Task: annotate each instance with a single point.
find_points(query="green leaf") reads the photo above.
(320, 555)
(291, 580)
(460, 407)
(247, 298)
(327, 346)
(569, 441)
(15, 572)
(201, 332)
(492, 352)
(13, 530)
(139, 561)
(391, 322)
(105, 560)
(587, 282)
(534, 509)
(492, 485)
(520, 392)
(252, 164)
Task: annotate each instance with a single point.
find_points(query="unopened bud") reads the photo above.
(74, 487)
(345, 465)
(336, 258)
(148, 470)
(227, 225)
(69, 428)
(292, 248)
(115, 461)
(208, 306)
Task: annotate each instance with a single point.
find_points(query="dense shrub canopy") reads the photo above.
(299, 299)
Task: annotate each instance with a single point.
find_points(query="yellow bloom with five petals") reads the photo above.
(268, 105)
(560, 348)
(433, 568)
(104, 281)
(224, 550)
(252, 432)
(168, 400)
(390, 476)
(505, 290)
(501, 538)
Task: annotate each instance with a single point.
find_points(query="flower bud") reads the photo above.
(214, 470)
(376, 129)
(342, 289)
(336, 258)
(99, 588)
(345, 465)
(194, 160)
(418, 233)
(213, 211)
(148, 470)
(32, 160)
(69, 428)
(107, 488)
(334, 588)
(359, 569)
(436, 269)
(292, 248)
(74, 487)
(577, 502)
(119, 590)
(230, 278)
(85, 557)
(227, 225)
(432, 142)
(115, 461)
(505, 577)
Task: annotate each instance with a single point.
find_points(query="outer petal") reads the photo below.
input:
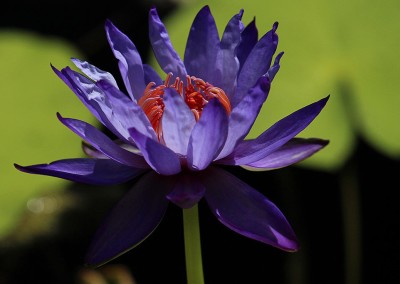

- - -

• **Assignment**:
Lines before the one containing "the photo below." are not wanted; repeat that line and the rest of the listing exactly, leaving out pictures.

• **Written reply**:
find_points(query="outer petal") reads the photo below.
input:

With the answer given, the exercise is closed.